#### [Exercise materials]

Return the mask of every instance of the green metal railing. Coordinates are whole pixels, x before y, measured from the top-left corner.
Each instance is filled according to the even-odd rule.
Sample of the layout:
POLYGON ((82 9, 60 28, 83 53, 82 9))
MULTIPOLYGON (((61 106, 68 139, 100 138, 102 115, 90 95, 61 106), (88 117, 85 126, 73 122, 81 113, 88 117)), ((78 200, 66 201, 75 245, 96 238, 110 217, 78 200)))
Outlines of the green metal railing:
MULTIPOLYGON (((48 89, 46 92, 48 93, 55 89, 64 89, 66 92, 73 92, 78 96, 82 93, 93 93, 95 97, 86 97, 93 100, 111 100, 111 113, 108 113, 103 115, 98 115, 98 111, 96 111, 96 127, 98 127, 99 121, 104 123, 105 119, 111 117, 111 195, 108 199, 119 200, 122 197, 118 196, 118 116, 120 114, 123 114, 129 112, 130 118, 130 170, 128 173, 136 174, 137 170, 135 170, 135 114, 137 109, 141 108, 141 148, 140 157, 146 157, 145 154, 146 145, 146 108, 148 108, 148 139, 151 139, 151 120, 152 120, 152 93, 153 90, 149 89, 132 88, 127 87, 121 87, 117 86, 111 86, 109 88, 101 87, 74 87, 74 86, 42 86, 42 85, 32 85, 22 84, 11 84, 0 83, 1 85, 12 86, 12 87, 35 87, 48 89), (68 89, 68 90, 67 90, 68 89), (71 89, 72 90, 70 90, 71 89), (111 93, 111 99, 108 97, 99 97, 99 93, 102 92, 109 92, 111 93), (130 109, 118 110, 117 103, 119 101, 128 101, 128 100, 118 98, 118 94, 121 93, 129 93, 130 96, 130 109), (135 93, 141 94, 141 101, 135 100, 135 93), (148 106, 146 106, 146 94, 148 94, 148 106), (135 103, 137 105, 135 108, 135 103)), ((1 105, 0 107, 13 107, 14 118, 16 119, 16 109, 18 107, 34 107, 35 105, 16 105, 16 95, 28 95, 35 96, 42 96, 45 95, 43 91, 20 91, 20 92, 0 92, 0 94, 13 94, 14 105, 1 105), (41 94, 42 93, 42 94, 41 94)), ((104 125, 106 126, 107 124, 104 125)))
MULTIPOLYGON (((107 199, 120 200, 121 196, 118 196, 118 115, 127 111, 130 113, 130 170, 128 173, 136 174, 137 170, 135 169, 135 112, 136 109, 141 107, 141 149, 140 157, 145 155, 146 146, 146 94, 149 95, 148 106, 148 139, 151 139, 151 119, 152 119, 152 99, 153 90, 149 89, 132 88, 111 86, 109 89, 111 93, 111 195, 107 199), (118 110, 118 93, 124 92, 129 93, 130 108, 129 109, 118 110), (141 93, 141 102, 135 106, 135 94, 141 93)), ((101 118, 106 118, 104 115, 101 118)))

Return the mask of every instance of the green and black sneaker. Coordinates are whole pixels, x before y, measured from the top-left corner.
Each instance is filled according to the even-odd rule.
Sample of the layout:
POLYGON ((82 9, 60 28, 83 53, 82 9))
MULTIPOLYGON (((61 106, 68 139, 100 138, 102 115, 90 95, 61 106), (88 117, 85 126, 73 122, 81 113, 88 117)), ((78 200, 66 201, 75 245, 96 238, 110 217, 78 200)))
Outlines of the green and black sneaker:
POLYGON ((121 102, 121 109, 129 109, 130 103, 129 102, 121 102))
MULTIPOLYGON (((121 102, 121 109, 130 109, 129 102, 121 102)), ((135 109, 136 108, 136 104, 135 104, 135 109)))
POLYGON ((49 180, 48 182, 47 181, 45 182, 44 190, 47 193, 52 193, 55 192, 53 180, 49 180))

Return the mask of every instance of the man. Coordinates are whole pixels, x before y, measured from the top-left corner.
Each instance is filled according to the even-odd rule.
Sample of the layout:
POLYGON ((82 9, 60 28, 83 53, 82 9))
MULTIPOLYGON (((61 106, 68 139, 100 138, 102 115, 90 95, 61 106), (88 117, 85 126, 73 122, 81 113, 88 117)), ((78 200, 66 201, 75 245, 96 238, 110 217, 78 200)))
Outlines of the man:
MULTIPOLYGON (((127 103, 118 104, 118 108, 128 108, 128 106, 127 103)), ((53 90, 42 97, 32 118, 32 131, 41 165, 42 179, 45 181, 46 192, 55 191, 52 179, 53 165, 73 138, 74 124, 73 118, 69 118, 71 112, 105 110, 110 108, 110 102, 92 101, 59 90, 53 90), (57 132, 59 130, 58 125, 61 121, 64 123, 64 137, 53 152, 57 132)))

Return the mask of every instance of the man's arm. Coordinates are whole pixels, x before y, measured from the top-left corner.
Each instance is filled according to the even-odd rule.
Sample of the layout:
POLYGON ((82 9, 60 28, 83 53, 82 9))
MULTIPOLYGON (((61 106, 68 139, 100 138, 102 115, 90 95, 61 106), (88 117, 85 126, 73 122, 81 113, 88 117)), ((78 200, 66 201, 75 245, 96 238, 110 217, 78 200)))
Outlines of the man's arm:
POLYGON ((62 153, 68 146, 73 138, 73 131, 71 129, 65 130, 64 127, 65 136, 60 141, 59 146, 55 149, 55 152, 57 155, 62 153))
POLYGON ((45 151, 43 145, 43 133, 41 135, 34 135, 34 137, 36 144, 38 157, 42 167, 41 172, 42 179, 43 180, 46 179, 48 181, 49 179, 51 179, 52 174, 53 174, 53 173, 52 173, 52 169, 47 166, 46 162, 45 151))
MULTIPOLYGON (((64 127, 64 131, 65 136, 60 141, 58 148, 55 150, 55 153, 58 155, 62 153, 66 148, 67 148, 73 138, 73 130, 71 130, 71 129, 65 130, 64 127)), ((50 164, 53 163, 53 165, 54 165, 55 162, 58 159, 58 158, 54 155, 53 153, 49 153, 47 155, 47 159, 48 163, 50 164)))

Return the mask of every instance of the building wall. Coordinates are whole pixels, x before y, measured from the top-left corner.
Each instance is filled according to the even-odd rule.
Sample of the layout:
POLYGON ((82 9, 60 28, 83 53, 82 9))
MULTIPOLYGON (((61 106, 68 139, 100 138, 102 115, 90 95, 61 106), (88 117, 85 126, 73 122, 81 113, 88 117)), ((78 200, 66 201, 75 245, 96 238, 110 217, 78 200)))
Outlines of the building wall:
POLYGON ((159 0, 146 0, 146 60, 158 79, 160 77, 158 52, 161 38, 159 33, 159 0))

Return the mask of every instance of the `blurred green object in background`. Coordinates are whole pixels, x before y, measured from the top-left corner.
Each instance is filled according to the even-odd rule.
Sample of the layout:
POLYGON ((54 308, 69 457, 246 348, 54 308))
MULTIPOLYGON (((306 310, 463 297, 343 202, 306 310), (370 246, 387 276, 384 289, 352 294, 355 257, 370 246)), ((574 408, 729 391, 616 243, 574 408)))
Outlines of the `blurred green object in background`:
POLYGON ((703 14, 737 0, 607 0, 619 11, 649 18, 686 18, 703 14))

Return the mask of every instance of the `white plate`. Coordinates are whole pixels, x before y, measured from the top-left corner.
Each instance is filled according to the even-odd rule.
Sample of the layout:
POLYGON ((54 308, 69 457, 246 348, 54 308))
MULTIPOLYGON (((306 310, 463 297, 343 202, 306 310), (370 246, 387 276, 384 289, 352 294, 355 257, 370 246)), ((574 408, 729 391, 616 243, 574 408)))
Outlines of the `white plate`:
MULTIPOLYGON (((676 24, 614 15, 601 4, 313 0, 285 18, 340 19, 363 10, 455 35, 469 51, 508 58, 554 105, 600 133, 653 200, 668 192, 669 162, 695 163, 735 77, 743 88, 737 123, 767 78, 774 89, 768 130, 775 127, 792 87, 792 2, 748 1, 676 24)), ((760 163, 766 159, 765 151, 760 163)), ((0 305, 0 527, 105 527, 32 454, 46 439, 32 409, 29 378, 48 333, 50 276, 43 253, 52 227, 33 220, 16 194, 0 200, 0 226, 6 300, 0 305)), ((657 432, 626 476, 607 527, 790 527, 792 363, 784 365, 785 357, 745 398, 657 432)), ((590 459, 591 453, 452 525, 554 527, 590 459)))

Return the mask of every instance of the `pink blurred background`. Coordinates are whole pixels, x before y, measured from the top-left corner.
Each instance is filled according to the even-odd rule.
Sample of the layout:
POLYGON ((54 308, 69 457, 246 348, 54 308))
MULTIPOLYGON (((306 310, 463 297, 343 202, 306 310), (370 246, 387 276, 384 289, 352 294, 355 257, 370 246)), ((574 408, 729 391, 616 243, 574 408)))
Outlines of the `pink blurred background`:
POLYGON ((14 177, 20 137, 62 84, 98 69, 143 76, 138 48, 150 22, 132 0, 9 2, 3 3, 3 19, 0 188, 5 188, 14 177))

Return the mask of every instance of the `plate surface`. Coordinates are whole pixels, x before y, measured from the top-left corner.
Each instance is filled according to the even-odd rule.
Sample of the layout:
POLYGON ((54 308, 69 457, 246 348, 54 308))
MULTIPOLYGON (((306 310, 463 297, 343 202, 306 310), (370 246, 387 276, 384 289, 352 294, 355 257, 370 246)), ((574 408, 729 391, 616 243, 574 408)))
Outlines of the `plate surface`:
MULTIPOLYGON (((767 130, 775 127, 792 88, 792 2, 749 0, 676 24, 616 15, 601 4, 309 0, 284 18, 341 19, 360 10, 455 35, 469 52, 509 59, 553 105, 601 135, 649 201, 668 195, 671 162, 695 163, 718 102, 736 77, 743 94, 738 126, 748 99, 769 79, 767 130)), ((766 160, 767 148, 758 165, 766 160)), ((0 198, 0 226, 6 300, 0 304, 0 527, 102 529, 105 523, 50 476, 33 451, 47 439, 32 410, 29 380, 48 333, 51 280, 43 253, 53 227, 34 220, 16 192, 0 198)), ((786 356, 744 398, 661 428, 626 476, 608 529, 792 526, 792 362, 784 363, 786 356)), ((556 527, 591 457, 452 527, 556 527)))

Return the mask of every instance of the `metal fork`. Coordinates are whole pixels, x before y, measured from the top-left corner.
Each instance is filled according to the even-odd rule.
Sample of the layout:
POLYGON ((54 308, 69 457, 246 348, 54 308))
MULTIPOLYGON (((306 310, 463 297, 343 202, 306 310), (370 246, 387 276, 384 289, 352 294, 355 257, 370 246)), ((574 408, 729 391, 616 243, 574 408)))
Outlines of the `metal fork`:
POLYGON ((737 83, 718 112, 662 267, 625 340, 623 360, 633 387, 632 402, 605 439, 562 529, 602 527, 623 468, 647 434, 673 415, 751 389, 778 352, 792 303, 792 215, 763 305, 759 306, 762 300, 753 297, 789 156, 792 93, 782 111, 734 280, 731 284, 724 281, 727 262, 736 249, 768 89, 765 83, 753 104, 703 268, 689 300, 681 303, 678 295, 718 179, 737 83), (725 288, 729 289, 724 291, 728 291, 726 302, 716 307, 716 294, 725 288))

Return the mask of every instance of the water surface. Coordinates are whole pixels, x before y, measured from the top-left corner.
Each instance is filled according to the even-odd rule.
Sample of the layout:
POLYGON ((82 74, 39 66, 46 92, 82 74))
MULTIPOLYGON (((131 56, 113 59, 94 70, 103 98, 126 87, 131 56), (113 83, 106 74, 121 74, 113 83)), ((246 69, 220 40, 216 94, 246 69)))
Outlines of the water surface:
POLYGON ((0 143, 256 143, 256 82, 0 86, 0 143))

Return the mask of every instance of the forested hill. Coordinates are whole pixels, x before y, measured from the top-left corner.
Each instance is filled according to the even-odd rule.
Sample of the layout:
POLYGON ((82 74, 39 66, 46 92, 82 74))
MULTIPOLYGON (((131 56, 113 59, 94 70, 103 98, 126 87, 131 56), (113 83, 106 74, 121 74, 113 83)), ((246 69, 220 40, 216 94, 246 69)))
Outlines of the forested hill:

#### [Set task]
Above are the records; copy exactly the lines from the one with "Return the mask of every instance of the water" through the final line.

#### [Solution below]
Return the mask of every instance of the water surface. Coordinates are whole pixels, x before y, measured from the top-left corner.
Each instance is filled according to the even-odd rule.
Sample of the layout:
POLYGON ((82 74, 39 66, 46 92, 82 74))
MULTIPOLYGON (((131 56, 113 59, 94 70, 103 98, 126 87, 131 56), (113 83, 106 74, 121 74, 113 83)), ((246 69, 220 40, 216 94, 246 69)))
Outlines of the water surface:
POLYGON ((0 143, 256 143, 256 82, 0 86, 0 143))

Return the mask of every instance of the forested hill. Coordinates are whole pixels, x before y, measured from the top-left corner.
Each instance is filled according to the even-odd rule.
Sample of the layout:
POLYGON ((82 74, 39 66, 46 92, 82 74))
MULTIPOLYGON (((131 56, 113 59, 94 70, 103 98, 126 87, 131 56), (113 83, 106 74, 121 74, 113 83)), ((246 69, 220 40, 216 94, 246 69)))
Outlines of the forested hill:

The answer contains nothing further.